━━━━━ QUOTED PASSAGE

[Oracle] Pseudo-Columns

Published on 19 décembre 2013

The features provided by Oracle to DBA and devs are simply awesome,legion and sometimes pretty much unknown by the masses.

Okay so pseudo-columns are « variables », which values are assigned by Oracle. They are not stored on the disk but are accessible and queryable exactly like regular columns. I have already introduced one of them in a previous post (aka LEVEL in Learn hierarchical queries ).

The Usual Suspects

sysdate

Get the current date and time of the base. The format depends on your NLS_DATE_LANGUAGE

  select sysdate from dual;

 

rownum

Number of each line resutling from your query. Depends on your query and not on the record that is retrieved. The example below will only return one row.

  select emp_id from emp_tab where rownum =1;

 

rowid

Number of each record,  unlike rownum this one is bound to each record. Again: only one row but this time the id is linked to the row.

  select emp_id from emp_tab where rowid =1;

 

level Used with the connect by clause. Hierarchical queries oragnize stuff in trees and this pseudo-column shows which level is each row on. (starts at 0)

  select ancestor,level from weasleys
  connect by prior ancestor = child
  starts with = 'XXX';

 

curval / nextval 

These two are used for sequences and are quite self explainatory  😉

  select my_sequence.curval from dual;

 

ora_scn

SCN for System Change Number, this number tracks data modifications. It’s really helpful when you want to know which records where last edited.

  select * from emp_table 
  order by ora_rowscn desc;

 

More examples

How to split a string in Oracle

To split a row we are going to use the level pseudo-column and its connect by clause…and a little regular expression.  😆

The level pseudo-column is used to « generate » rows. For example this query creates four rows

  select level from dual connect by level = 4;

 LEVEL

----------

 1

 2

 3

 4

 Then the regexp_substr works just like a regular susbstr : you can specify a starting position and the number of the occurence you want.

━━━━━━━━━━
━━━━━ RECORD LIST

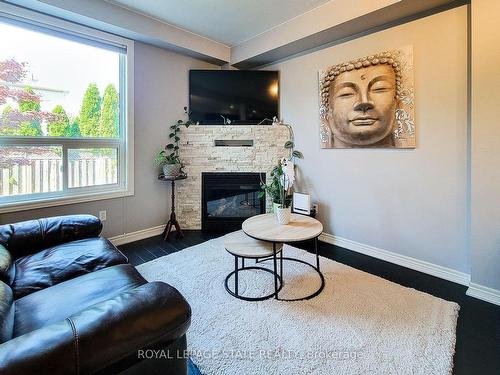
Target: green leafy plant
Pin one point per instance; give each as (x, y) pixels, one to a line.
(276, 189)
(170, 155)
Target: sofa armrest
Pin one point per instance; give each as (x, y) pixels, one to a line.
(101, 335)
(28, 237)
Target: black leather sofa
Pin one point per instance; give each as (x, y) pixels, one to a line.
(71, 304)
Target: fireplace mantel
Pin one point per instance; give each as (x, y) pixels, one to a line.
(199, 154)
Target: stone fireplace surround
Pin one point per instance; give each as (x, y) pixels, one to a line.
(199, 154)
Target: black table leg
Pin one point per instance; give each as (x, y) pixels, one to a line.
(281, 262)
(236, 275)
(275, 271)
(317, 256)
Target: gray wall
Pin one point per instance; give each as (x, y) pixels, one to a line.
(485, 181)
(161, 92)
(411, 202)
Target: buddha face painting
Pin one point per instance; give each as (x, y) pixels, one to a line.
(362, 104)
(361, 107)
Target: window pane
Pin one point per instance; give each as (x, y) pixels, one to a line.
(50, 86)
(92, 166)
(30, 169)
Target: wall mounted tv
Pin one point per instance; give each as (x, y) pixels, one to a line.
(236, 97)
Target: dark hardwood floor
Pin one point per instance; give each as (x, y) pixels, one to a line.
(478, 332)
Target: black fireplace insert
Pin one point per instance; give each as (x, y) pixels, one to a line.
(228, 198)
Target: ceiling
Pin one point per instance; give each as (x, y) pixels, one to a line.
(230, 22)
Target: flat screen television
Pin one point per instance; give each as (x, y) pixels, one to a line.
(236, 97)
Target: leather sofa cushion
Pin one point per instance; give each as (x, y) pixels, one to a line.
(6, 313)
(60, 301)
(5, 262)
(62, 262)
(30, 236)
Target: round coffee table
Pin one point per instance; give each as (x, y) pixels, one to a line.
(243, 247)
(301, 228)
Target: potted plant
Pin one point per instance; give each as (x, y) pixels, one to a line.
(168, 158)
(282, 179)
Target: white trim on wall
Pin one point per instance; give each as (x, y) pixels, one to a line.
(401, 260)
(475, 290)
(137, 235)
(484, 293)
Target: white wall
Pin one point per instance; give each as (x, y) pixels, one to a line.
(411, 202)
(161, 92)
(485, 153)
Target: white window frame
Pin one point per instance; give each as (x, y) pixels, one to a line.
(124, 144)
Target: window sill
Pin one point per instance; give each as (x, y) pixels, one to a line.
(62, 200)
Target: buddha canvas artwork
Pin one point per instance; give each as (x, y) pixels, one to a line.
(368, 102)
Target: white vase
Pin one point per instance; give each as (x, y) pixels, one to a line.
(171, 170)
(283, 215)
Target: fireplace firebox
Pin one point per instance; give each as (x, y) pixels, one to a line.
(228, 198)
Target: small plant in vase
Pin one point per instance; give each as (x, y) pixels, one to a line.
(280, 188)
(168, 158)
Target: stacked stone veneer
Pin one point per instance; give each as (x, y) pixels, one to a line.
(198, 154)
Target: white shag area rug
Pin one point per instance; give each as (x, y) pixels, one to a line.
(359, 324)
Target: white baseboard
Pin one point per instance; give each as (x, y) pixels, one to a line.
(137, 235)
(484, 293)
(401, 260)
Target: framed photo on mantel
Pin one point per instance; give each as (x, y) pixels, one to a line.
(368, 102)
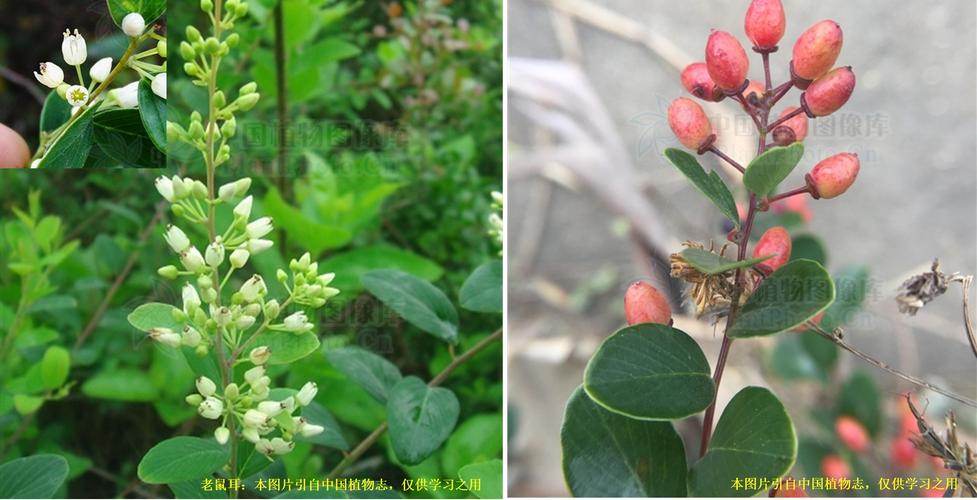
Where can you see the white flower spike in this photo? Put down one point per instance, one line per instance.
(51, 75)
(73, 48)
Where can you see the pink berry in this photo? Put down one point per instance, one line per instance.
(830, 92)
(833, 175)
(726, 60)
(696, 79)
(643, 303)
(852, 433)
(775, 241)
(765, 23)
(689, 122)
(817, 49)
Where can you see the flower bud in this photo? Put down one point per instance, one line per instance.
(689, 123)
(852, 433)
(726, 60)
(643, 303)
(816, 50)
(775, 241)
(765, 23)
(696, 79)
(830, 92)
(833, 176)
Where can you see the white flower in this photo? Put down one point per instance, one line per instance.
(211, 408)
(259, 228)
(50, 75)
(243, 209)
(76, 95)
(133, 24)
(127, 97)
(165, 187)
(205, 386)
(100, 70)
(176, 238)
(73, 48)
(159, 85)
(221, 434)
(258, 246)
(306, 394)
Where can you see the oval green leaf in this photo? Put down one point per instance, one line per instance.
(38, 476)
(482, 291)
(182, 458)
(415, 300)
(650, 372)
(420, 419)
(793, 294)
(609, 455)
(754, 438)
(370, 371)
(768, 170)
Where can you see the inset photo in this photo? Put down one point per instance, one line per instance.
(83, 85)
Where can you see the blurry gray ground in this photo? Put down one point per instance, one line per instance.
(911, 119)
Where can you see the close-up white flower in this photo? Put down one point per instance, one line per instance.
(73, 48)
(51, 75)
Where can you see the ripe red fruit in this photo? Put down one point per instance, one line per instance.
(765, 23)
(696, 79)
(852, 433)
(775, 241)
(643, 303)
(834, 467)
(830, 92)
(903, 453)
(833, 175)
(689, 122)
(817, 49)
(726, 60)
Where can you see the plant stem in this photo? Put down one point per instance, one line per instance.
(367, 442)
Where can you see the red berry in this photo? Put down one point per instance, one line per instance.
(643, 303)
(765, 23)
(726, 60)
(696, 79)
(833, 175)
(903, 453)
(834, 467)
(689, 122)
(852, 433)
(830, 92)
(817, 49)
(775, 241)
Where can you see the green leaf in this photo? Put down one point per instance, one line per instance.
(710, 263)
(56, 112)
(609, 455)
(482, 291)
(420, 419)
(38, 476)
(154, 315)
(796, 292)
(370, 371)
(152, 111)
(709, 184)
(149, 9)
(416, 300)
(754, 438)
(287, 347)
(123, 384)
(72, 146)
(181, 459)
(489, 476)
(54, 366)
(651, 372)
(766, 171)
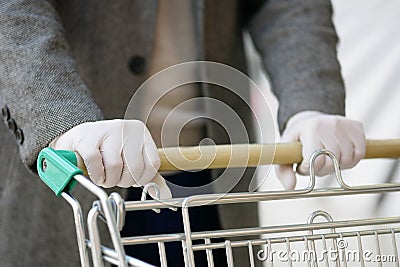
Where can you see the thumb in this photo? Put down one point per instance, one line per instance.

━━━━━━━━━━

PROBLEMS TO WORK ON:
1. In the post on Oracle pseudo-columns, what does SCN stand for?
2. Copy the section of the post on Oracle pseudo-columns starting at "level Used with" and ending at "(starts at 0)".
The material stands apart from the post on Oracle pseudo-columns.

LIST OF SOLUTIONS:
1. System Change Number

2.
level Used with the connect by clause. Hierarchical queries oragnize stuff in trees and this pseudo-column shows which level is each row on. (starts at 0)